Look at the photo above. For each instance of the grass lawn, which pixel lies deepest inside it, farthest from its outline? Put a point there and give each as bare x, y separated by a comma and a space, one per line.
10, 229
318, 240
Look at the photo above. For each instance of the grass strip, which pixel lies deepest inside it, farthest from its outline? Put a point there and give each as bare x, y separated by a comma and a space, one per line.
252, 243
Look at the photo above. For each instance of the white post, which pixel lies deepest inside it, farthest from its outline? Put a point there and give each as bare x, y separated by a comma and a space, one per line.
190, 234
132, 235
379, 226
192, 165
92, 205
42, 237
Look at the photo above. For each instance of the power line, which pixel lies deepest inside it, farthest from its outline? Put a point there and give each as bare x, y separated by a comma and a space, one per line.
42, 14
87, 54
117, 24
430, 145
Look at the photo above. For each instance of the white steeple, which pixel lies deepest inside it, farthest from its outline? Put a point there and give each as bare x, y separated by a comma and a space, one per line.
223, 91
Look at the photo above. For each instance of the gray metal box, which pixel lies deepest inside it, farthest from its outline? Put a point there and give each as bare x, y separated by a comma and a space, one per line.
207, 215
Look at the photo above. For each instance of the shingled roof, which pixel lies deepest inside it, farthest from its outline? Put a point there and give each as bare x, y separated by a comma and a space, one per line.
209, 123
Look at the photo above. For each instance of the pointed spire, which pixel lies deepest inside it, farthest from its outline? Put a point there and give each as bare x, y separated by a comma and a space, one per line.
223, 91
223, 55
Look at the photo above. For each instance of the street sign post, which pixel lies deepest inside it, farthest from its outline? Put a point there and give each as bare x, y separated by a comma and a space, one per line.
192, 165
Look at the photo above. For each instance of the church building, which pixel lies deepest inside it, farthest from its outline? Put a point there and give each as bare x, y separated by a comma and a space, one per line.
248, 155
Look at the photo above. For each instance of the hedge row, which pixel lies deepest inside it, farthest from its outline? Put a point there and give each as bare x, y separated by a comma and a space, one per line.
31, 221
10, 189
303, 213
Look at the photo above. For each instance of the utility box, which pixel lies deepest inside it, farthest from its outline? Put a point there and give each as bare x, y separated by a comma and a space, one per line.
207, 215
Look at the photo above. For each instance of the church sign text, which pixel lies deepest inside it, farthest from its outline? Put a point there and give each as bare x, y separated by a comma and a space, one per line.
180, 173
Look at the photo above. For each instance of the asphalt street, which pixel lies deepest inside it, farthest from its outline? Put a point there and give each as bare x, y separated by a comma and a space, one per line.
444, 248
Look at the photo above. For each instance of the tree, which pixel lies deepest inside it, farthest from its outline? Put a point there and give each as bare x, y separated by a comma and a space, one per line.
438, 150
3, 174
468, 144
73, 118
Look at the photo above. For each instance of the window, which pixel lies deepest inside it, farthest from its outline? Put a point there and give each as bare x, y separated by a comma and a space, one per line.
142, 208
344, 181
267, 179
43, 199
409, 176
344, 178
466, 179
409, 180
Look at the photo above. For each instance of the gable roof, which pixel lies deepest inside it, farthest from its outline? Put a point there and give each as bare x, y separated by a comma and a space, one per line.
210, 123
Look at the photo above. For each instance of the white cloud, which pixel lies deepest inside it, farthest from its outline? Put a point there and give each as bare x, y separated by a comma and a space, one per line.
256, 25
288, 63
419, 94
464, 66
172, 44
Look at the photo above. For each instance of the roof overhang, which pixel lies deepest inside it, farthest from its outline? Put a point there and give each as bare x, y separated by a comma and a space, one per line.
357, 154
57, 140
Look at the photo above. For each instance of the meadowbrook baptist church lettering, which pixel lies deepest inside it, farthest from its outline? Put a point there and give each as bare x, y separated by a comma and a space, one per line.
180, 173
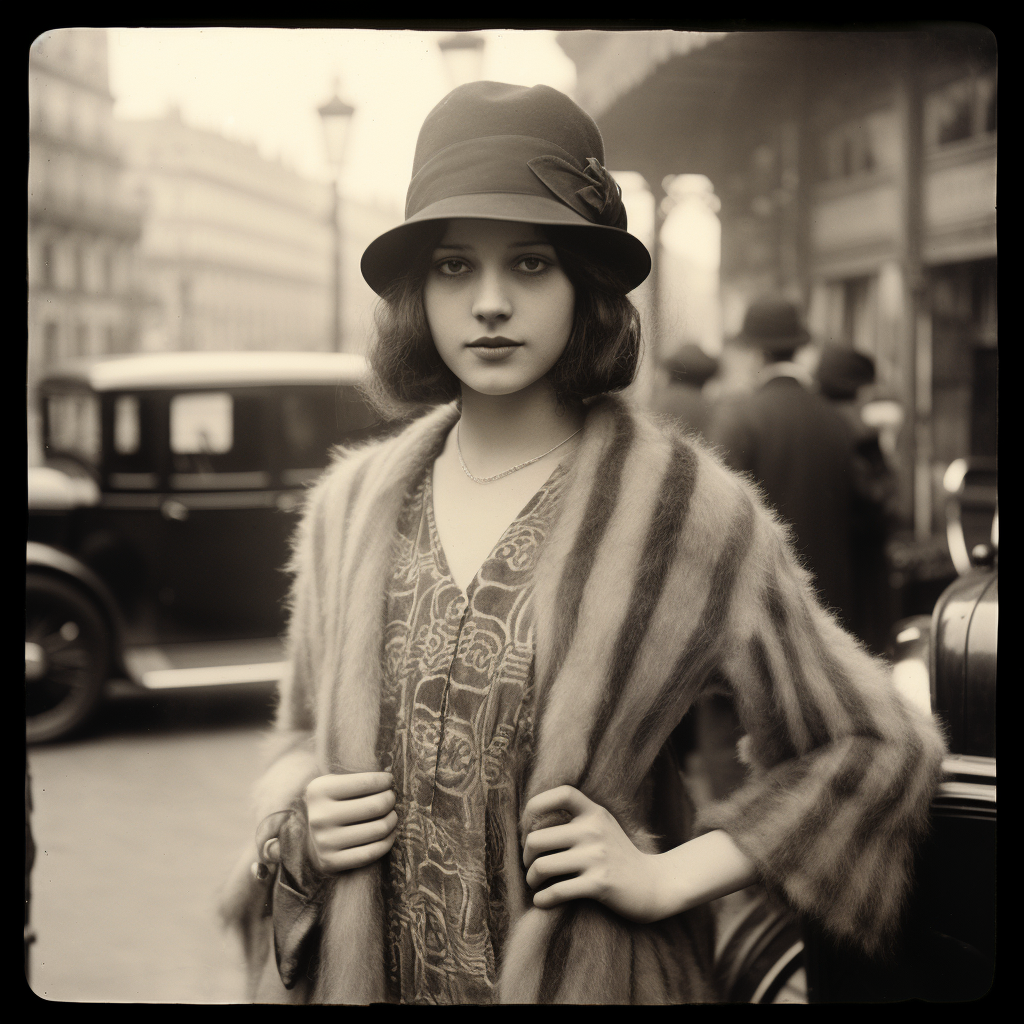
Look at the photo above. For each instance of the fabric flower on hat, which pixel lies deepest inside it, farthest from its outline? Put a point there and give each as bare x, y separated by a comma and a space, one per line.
593, 193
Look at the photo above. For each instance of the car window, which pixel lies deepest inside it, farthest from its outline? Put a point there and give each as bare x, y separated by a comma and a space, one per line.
73, 426
315, 418
217, 440
132, 441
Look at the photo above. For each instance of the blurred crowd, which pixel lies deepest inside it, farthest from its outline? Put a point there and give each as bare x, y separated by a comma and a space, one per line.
802, 420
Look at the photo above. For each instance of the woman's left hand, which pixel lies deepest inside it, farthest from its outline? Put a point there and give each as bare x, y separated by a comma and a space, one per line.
590, 856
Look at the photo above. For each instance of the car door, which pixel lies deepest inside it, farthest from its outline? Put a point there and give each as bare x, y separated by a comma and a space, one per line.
224, 535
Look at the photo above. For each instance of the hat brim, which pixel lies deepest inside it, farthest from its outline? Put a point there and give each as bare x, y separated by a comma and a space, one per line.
781, 343
387, 257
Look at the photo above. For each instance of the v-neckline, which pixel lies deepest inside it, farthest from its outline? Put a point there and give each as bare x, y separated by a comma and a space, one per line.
435, 537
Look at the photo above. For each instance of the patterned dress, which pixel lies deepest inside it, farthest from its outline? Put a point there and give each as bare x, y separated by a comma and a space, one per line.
459, 676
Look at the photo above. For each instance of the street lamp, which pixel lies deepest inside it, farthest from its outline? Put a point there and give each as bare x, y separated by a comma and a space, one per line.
463, 55
336, 116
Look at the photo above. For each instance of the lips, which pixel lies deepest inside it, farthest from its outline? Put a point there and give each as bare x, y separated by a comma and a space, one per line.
498, 342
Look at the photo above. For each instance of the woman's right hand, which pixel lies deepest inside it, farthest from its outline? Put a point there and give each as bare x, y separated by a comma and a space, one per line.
352, 821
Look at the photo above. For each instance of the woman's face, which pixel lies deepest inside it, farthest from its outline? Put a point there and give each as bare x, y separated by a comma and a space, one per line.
499, 305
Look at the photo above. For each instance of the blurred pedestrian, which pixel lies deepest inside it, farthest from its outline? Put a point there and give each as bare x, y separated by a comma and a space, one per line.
680, 394
493, 640
842, 375
796, 445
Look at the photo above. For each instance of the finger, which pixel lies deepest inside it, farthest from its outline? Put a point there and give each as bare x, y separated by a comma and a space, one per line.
562, 798
349, 786
554, 865
347, 837
562, 892
360, 856
543, 841
350, 812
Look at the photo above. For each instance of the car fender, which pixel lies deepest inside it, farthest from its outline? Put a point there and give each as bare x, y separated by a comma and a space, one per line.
48, 558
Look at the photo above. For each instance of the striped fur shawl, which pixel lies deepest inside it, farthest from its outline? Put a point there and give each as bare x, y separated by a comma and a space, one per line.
663, 571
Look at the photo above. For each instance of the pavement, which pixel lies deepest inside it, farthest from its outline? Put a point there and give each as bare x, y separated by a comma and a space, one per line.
136, 826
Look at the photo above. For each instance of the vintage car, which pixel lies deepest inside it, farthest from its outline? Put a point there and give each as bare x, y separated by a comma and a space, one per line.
947, 664
159, 524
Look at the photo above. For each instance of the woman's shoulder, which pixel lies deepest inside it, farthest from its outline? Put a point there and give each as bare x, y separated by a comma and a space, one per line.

★ ★ ★

Task requirements :: Convert every line of the entries above into a JSON array of strings, one string per line and no strings for blank lines. Leave the images out of the output.

Result for this exercise ::
[
  "Look at the photo above. For each instance of the grass lawn, which pixel lies deepest inside it, farthest from its outline? Put a point there and give each as bare x, y separated by a comma and a space, one per line.",
  "10, 229",
  "318, 240",
  "Look at the photo above. For each instance of the grass strip, which pixel lies deepest inside it, farthest from its outline? Put a point there and give each as bare x, y separated by a comma and a space, one per line.",
  "252, 243",
  "Look at the photo above. For each instance of the white post, which pixel lies deepest inside it, farthest from its outline? Put a point there and give each as bare x, y separated by a comma and a space, one per line.",
  "190, 234",
  "132, 235",
  "379, 226",
  "192, 165",
  "92, 205",
  "42, 237",
  "Look at the photo above. For each instance of the power line, which pixel lies deepest inside it, farthest from its outline? Put a point there and give each as bare x, y separated by a comma and a space, one per line.",
  "42, 14",
  "87, 54",
  "117, 24",
  "430, 145",
  "Look at the photo above. For each instance of the white steeple, which pixel lies deepest inside it, farthest from its outline? Put a point there and give each as bare x, y separated by a comma and a space, one per line.",
  "223, 91",
  "Look at the photo above. For each instance of the gray metal box, which pixel lies deepest inside it, farthest from its outline? Put a point there and give each as bare x, y separated by a comma and a space, one per line.",
  "207, 215",
  "Look at the photo above. For each instance of the shingled roof, which pixel lies deepest inside it, farthest from its outline? Put a point there and give each as bare x, y separated by a comma and a space, one per line.",
  "209, 123",
  "Look at the photo above. For each instance of the pointed spire, which pixel lies deepest inside it, farthest from its outline? Put a point there and give each as bare x, y separated by a comma and a space, one per line.",
  "223, 91",
  "223, 55",
  "Look at the photo above. For each instance of the street sign post, which pixel lies deepest inside it, farthest from its outline? Put a point there and give each as bare x, y separated by a comma and a space, one per line.",
  "192, 165",
  "Look at the photo above. For each instance of the church building, which pixel lies deepest inside it, farthest from its outline? Put a point there and give each as bare x, y separated by a comma and a space, one per line.",
  "248, 155",
  "Look at the photo above. For each instance of the hedge row, which pixel lies deepest inside it, farthest from its outline? Put a point there and give each as bare x, y separated by a comma and a space, one per line.",
  "31, 221",
  "10, 189",
  "303, 213",
  "Look at the photo above. For each instance of the utility box, which pixel lies deepest inside it, farthest from its outline? Put a point there and give each as bare x, y separated by a comma and a space, one per line.",
  "207, 215",
  "Look at the photo above. For each instance of the church sign text, which pixel lies deepest inside it, farthest from its outline? Put a point there and give each as bare x, y separated by a comma and a space, one per line.",
  "180, 173",
  "Look at the photo above. For each instance of the asphalt street, which pixel lies deepest inside it, farthest from its outline? Put a point there and give each as bare x, y separated by a comma and a space, one per line.",
  "444, 248",
  "Look at the photo above. For each instance of the tree, which pixel lies deepest inside it, farthest from its outline? Put a point there and give each as bare x, y separated by a comma and a space, one per line.",
  "438, 150",
  "3, 174",
  "468, 144",
  "73, 118",
  "Look at the photo above. For each instance of the window, which pixel lies deepest inside it, farthest from its outline? Put a point there and give each as bare x, y separated by a comma and a space, one per line.",
  "142, 208",
  "344, 181",
  "267, 179",
  "43, 199",
  "409, 176",
  "344, 178",
  "466, 179",
  "409, 180",
  "Look at the photo above. For each instance of the gable roof, which pixel lies deepest inside it, farthest from its outline? Put a point there and give each as bare x, y separated by a comma and a space, one per line.",
  "210, 123",
  "Look at the photo above. For each instance of the white cloud, which pixel lies deepest inside it, farthest from its outline? Put a point there and give each as bare x, y separated by a comma and a space, one per line.",
  "256, 25",
  "288, 63",
  "419, 94",
  "464, 66",
  "172, 44",
  "Look at the photo above. For each instance of the roof overhang, which pixel lies deepest inside it, farthest from its outline? Put a point there and give each as bare x, y separated by a comma and a space, one per line.",
  "357, 154",
  "57, 140",
  "Look at the photo above. For each instance of the meadowbrook baptist church lettering, which pixel lies deepest inside it, farthest from its outline? Put a point there and give each as bare x, y separated by a comma and a space, one per line.",
  "180, 173",
  "Look at the photo above. For each instance of the fabric flower on hat, which pixel lies deepest inside it, farthest from its outline? Put a point there and give each as bare x, y separated by a comma and a space, one per line.",
  "593, 193",
  "Look at the photo above. For each instance of the car window, which pixel lies deepest inside it, farthest from its outline? Put a point there and give each as bare x, y separated by a comma and a space, one per line.",
  "73, 426",
  "315, 418",
  "217, 440",
  "132, 441",
  "Look at the photo above. For each instance of the blurred crowd, which pixel lies deepest inside it, farthest from its outline? Put a point there and give each as bare x, y separated by a comma and a space, one per line.",
  "802, 420",
  "Look at the photo above. For each instance of the woman's left hand, which pixel lies deepest inside it, farthest from its outline? Put a point there and give each as bare x, y separated by a comma and a space, one per line.",
  "590, 856",
  "Look at the photo above. For each instance of the car door, which pixel lies deepest inside it, farthest from its outline? Put a point there and give each as bare x, y separated by a comma and a space, one per line.",
  "224, 535",
  "Look at the photo above. For each instance of the hat brim, which pixel lies deepest inside it, farthest from its outline? Put a point there and give each as bare x, y separated by a comma and a space, one per line.",
  "781, 343",
  "387, 257",
  "Look at the photo above. For each instance of the v-neckline, which pixel lies deepest inside it, farthest from its outline? Put a point there and give each as bare x, y separated by a comma and a space, one per line.",
  "435, 537",
  "Look at the photo above. For each instance of the patterned dress, which pixel lies deepest inside it, farthest from its outline? Put a point there and give each as bare x, y separated by a comma and a space, one per line.",
  "459, 676",
  "Look at the photo above. For each instance of the street lamp, which pixel lies deepest inside it, farthest from its outline? Put a point there and give each as bare x, y separated by a comma and a space, one per line.",
  "463, 55",
  "336, 116",
  "Look at the photo above. For each instance of the lips, which pixel lies deepest inside it, farthest from its outline? Put a point there and give each as bare x, y separated by a comma and a space, one per line.",
  "498, 342",
  "Look at the photo above. For each instance of the woman's right hand, which pixel lies deepest inside it, farthest from its outline? Put a point there and give each as bare x, y separated by a comma and a space, one per line.",
  "352, 821",
  "Look at the photo above. For each instance of the woman's face, which pixel lies deepest inside it, farthest from its outline? Put a point there and give each as bare x, y separated by a comma and a space, one per line.",
  "499, 305",
  "Look at the photo above. For each instance of the blurred pedestrian, which pixel lies deepest inside it, farthest from its outline? Put a point there and give each as bare x, y separated by a comma and a space, one per line.",
  "680, 394",
  "493, 640",
  "842, 375",
  "796, 445",
  "Look at the photo above. For each instance of the finger, which pixel lies deepest inside it, farthest from its outline? Put a point there and give each as bare x, y separated by a comma and a space, one per line.",
  "562, 798",
  "349, 786",
  "554, 865",
  "347, 837",
  "562, 892",
  "360, 856",
  "543, 841",
  "350, 812",
  "Look at the photo above. For each instance of the car fender, which pixel lies deepest inside it, farthest from its outline? Put a point there and give each as bare x, y separated by a comma and a space, one per line.",
  "48, 558",
  "Look at the photo above. For each instance of the striped fur shawl, which pixel lies deepest inside it, farthest from its outline? Put a point there and give each as bare x, y separated by a comma and a space, one per line.",
  "663, 571",
  "Look at the photo above. For each instance of the pavement, which pixel lies deepest inside it, farthest from its outline? Put a point there and give each as bare x, y separated by a comma and a space, one per line.",
  "136, 826",
  "Look at the photo above. For each instance of the vintage car, which pixel lies deepest inside it, farthest from its outline? Put a point there and give each as bare x, y separated by a comma and a space, one per line.",
  "947, 664",
  "159, 524",
  "Look at the photo above. For each instance of the woman's shoulder, which pixel lies deepest inside it, farthest from its outline? Put a point there and give each as bare x, y separated by a comma and a space, one per line."
]